- _Text segment_:
+ + + + + + +

# Leaks on porch roof



## Pau-Latina (May 26, 2012)

I have 4 leaks on the back porch. We have tried to fix the problem several times but we haven't been successful. On the contrary, it seems that every time we climb up to the roof, more leaks appear. We started with one leak, now we have 4. 
I have enclosed some pictures so you gays can tell me how to fix those leaks. The leaks are:

1.Where you see the piece of stick on the roof, 
2.On the right corner of chimney
3.Where the piece of metal paper is, and
4.Where the porch roof meets with the house roof. On the left side of chimney

I've been thinking to apply tarp or any kind of sealant. If someone know of a good one please let me know. 

Thank you so much


----------



## joecaption (Nov 30, 2011)

Do you know how to check the pitch on a roof?
How many layers are on there?
There not one thing I can see that was done right on that roof.
There's just no way to just patch that one, the shingles and all the underlayment have to come off.

That's a very low slope roof so special care and added steps needed to be taken to keep it from leaking.

The exposure is off on all the shingles, some are so bad the adhesive is showing.
The chimney is flashed wrong.
Cricket shingles were installed wrong.
Looks like I can see exposed nails.
The siding never should have been in contact with the shingles.
No way to tell without removing the shingles but it looks like someone used the wrong thickness of sheathing or did not use H clips between the rafters causing the sagging. May even be someone installed new shingles over rotten sheathing.

There was a few more but I forgot what the were.


----------



## tinner666 (Mar 14, 2005)

Yours is pretty simple and easy. After you remove the shingle to the ridge, repair all the wood. Then apply .060 reinforced EPDM from the gutter to 3' above the break. Flash in the chimney, etc. and recap the ridge.

+ + + + + + +

- _Recorded data_:
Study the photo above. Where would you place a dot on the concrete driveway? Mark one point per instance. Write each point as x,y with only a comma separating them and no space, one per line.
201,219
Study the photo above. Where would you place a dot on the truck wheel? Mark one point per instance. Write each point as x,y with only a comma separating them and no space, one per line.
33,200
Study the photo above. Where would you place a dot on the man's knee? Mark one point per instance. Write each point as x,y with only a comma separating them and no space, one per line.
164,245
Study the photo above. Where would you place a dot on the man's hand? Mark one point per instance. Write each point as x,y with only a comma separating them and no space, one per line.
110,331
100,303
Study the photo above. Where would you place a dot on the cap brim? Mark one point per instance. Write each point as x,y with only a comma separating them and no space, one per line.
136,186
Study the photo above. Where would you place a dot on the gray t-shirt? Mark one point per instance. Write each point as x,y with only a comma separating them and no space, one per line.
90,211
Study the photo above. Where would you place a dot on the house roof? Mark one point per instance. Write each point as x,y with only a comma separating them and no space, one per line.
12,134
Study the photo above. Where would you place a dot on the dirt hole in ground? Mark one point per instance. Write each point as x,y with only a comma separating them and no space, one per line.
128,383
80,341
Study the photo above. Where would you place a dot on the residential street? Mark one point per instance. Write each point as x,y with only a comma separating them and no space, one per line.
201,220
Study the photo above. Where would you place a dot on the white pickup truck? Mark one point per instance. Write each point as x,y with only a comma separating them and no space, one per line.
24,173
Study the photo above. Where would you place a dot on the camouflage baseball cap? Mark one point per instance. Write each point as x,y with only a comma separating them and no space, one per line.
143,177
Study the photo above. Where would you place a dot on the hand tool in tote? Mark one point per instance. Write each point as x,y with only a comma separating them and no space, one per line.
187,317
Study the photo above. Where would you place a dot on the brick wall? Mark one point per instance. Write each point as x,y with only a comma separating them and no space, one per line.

+ + + + + + +

- _What is asked_:
1. In two sentences, summarize the porch roof leak thread.
2. Reproduce from the porch roof leak thread the part that opens with the words containing "The chimney is" and closes with "with the shingles.".
3. According to the porch roof leak thread, how far above the break should the reinforced EPDM extend?

- _Responses in order_:
1. A homeowner reports four leaks on a back porch roof that several repair attempts have failed to fix and asks about applying a tarp or sealant. One reply says nothing on the low-slope roof was done right and the shingles and underlayment must come off, while another advises repairing the wood, applying .060 reinforced EPDM, flashing in the chimney and recapping the ridge.

2.
The chimney is flashed wrong.
Cricket shingles were installed wrong.
Looks like I can see exposed nails.
The siding never should have been in contact with the shingles.

3. It should extend to 3' above the break.